● TO DO
Repeat the lines from the line with "For the shot-chart build, locate every instance of the palm" to the line with "For the shot-chart build, locate every instance of the french" in the listing below, keeping both end lines and adding nothing.

● RECORDS FOR THIS TASK

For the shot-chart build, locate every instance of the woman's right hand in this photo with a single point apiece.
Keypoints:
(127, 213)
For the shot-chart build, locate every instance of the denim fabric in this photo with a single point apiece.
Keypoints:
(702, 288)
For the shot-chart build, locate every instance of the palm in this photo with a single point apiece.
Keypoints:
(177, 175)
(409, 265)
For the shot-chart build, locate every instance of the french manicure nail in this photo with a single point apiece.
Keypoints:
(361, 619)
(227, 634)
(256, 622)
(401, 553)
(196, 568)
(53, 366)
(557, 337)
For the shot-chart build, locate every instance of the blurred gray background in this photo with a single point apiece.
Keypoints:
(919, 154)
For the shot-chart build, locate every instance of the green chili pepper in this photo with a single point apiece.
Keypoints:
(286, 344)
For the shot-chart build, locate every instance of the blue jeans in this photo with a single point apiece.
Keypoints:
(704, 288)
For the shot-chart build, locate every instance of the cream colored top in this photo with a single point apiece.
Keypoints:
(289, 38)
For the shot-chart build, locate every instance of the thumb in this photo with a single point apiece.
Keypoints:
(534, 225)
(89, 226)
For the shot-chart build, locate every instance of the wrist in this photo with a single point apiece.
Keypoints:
* * *
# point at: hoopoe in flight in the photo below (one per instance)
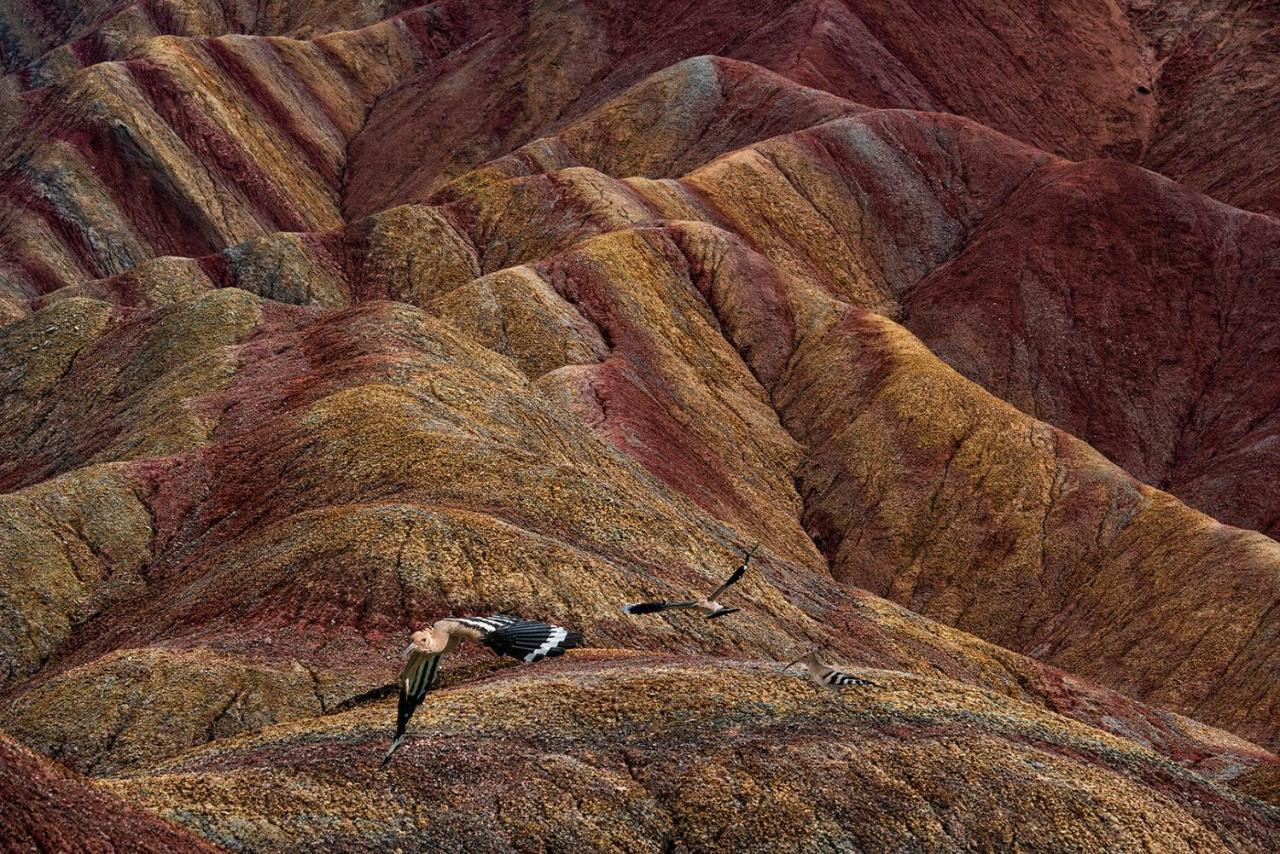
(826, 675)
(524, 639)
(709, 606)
...
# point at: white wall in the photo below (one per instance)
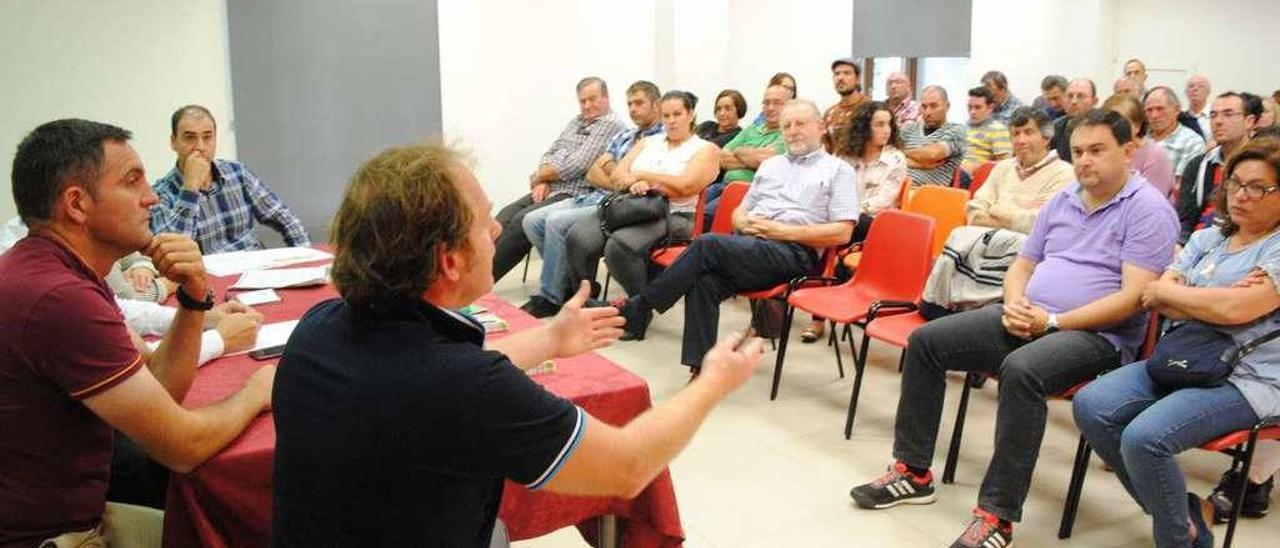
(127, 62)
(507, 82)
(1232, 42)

● TASK SOLUTION
For the shot-chart build, locate every instance of the palm in this photo with a single point apiece.
Keypoints:
(177, 175)
(409, 265)
For the shot-chart build, locate every instance of the french manicure nail in this photo with a single point apiece.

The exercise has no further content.